● **Exercise instructions**
Below are some records. Repeat exactly the lines from the one containing "Indicate one point per instance of the green" through the final line.

[Dataset entries]

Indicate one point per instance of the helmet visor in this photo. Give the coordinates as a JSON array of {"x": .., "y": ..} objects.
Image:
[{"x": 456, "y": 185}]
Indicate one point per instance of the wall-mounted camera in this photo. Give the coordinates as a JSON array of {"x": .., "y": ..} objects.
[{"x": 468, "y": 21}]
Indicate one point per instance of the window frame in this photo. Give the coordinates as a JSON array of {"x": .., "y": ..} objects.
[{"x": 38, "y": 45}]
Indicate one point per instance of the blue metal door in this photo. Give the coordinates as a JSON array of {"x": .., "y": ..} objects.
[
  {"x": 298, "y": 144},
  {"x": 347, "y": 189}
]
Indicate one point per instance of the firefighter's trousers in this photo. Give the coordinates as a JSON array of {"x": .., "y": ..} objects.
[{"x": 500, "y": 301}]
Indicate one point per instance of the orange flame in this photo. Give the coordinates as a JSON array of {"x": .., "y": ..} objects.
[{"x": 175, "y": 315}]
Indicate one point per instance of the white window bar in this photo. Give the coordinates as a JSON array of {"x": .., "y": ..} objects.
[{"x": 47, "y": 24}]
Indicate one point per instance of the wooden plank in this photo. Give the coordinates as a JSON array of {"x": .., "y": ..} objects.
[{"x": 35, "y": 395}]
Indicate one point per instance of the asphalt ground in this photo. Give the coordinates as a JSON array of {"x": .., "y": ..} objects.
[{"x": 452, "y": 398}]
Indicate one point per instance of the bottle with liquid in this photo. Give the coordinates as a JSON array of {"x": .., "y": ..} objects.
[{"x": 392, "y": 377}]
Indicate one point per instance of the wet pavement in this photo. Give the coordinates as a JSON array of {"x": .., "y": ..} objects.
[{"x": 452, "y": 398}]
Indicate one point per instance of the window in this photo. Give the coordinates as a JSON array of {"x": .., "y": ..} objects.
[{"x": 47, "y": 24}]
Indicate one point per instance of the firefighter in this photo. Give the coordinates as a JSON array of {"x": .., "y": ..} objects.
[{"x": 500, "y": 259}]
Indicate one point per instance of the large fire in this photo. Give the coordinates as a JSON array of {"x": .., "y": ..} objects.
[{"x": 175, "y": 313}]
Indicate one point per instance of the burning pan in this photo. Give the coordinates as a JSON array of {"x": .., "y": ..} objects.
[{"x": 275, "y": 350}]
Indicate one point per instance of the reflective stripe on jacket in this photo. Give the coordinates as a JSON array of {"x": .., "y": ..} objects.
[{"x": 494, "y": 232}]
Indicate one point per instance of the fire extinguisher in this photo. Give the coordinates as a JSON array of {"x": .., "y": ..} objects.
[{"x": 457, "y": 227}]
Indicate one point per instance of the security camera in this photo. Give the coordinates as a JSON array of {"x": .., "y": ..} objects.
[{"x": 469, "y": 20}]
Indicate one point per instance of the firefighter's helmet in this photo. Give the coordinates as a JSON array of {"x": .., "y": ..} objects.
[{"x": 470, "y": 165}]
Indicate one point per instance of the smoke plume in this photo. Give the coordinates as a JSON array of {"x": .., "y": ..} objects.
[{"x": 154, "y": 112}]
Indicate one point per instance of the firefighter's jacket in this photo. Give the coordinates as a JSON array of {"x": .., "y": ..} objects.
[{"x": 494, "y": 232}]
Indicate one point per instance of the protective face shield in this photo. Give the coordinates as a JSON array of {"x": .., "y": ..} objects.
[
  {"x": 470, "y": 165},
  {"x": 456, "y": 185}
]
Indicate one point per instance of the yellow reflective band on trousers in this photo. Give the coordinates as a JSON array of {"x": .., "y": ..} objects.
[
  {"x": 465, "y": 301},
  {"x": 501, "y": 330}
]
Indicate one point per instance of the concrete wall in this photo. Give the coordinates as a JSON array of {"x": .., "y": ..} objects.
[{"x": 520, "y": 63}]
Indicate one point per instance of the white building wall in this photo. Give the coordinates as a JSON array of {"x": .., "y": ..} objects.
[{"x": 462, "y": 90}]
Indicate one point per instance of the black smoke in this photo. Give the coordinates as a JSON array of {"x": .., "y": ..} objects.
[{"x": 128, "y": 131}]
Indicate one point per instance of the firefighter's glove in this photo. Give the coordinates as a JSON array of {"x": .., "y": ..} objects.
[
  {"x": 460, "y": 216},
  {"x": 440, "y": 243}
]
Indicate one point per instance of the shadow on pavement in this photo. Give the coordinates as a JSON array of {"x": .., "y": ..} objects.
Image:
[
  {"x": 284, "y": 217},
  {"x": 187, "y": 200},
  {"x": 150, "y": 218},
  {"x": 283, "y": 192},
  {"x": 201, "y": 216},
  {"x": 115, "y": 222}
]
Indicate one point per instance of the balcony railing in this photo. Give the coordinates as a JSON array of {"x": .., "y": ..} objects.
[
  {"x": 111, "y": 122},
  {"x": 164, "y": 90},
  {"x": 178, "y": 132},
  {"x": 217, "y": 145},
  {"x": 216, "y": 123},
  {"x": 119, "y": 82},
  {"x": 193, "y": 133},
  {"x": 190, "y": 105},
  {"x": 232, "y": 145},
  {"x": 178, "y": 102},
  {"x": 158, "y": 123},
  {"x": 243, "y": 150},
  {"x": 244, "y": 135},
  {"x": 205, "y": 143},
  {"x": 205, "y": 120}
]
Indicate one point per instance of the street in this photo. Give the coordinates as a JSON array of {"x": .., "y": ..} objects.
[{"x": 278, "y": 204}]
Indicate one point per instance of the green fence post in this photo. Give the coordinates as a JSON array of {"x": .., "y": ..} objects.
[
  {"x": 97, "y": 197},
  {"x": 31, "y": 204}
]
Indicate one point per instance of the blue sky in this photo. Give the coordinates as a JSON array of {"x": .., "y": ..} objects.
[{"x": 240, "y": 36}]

● **Expected answer**
Indicate one point per instance of the green fence post in this photo. Give the coordinates as a JSON array of {"x": .., "y": ..} objects.
[
  {"x": 97, "y": 197},
  {"x": 31, "y": 204}
]
Indicate one point per instance of the blue sky in this photo. Give the coordinates as a JSON array of {"x": .., "y": ..} objects.
[{"x": 240, "y": 36}]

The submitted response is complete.